* START EXCERPTED DATA *
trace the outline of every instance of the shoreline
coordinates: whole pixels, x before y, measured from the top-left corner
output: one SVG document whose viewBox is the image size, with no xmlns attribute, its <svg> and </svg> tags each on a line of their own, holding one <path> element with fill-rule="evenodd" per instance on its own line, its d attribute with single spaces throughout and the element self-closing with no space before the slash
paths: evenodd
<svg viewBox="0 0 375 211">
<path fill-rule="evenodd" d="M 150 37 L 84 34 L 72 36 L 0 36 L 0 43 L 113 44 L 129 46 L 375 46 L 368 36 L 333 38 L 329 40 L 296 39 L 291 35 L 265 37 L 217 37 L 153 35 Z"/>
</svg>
* END EXCERPTED DATA *
(EXERCISE DIRECTIONS):
Convert the stretch from the start of the data through the line containing "coordinates: whole pixels, x" into a JSON list of strings, one per line, leaving out blank lines.

(TASK RESULT):
[
  "trace the outline of every instance of the shoreline",
  "coordinates: whole pixels, x before y, measured from the top-left corner"
]